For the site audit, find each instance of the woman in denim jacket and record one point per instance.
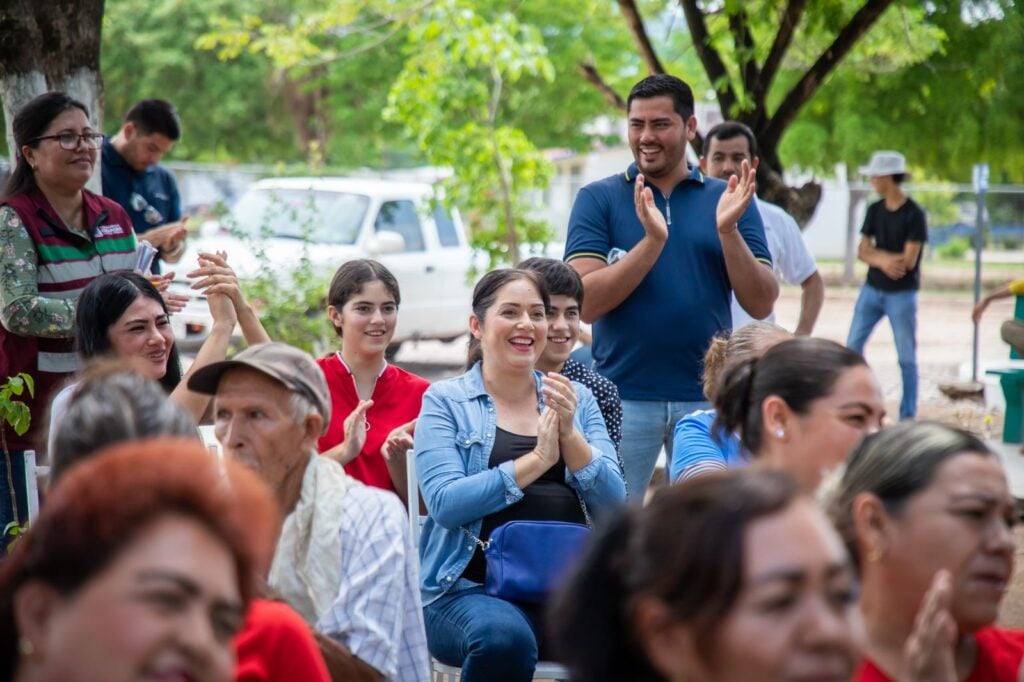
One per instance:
(501, 442)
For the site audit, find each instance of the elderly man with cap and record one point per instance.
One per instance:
(894, 231)
(344, 558)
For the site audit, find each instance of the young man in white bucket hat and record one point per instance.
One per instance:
(891, 239)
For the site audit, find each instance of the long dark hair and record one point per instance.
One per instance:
(799, 371)
(684, 549)
(101, 303)
(30, 123)
(484, 295)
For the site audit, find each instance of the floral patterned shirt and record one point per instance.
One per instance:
(23, 310)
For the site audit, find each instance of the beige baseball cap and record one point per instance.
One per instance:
(294, 368)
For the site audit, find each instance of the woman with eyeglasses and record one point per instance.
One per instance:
(55, 237)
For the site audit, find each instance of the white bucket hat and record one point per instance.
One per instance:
(885, 163)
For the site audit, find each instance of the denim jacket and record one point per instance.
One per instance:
(454, 437)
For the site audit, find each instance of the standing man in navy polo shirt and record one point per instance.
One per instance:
(134, 178)
(658, 264)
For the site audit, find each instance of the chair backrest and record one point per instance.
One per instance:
(32, 475)
(413, 495)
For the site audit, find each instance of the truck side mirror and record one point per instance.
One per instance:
(385, 242)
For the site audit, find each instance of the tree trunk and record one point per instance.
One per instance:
(799, 202)
(15, 90)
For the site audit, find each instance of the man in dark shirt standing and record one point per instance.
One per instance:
(134, 178)
(894, 230)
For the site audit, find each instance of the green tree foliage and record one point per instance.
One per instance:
(248, 109)
(765, 60)
(962, 104)
(14, 415)
(449, 97)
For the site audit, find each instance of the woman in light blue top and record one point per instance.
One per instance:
(697, 446)
(502, 442)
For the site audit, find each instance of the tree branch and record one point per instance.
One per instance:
(635, 23)
(589, 72)
(711, 59)
(815, 76)
(745, 50)
(786, 28)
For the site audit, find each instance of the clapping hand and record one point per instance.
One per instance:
(547, 438)
(560, 396)
(397, 443)
(174, 302)
(167, 238)
(736, 198)
(930, 651)
(649, 215)
(219, 285)
(355, 428)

+---+

## [Your task]
Duplicate all of the entries above exactly, line for line, omitting the picture.

## [Result for this task]
For the site audit, find each instance of the woman in denim jacket and record one point per instance.
One per instance:
(501, 442)
For the site audit, find each instance of the elderly man with cap and record one point per instance.
One per instance:
(894, 231)
(344, 558)
For the site audit, find each instance of the young man in white bucket hat and record one point per instance.
One per instance:
(891, 239)
For the site audit, find each instance of the long dark hair and record one point per instance.
One per instance:
(799, 371)
(684, 549)
(101, 303)
(30, 123)
(484, 295)
For the site audit, find each instance of the floral patterned shirt and record one point per instance.
One per instance:
(23, 310)
For the site audit, find each instance of the beige baseball cap and record one point per instance.
One per instance:
(294, 368)
For the site audit, find each instance of the woman with eyeglasses and record one point per instance.
One per instance:
(55, 237)
For the site audit, find each instance of the white bucket hat and record one point per instance.
One per instance:
(885, 163)
For the site audit, find each instance of the denim jacket and record one point per instance.
One per instance:
(454, 437)
For the site audit, find each instance of the standing man in navy polo shirt and record one point per instance.
One per instance:
(134, 178)
(658, 264)
For the site audit, find each instance of the chair backrest and record one point per instance.
One per instance:
(32, 475)
(413, 495)
For the site audit, find each instance of the truck side mirror and record one point per instance.
One per instance:
(385, 242)
For the site audit, find each instance of the tree trunk and record one point per instance.
One per instance:
(799, 202)
(15, 90)
For the site audit, find each instance of the man in dark shirt standing and record one point per instance.
One per instance:
(134, 178)
(894, 230)
For the site audit, find each instance of the green tree foliage and record one point per instance.
One per instance:
(248, 109)
(765, 60)
(962, 104)
(14, 415)
(449, 97)
For the site audit, find each instance of the woman in light blue top and record one point per instance.
One per instance:
(697, 446)
(502, 442)
For the site audit, find each instance of the tree branch and record one point per instance.
One per instance:
(635, 23)
(589, 72)
(711, 59)
(815, 76)
(745, 50)
(786, 28)
For the site audit, find each instance of the clapping hand and record one point per instance.
One per instance:
(547, 438)
(560, 396)
(397, 443)
(174, 302)
(167, 238)
(736, 198)
(930, 651)
(649, 215)
(219, 285)
(355, 428)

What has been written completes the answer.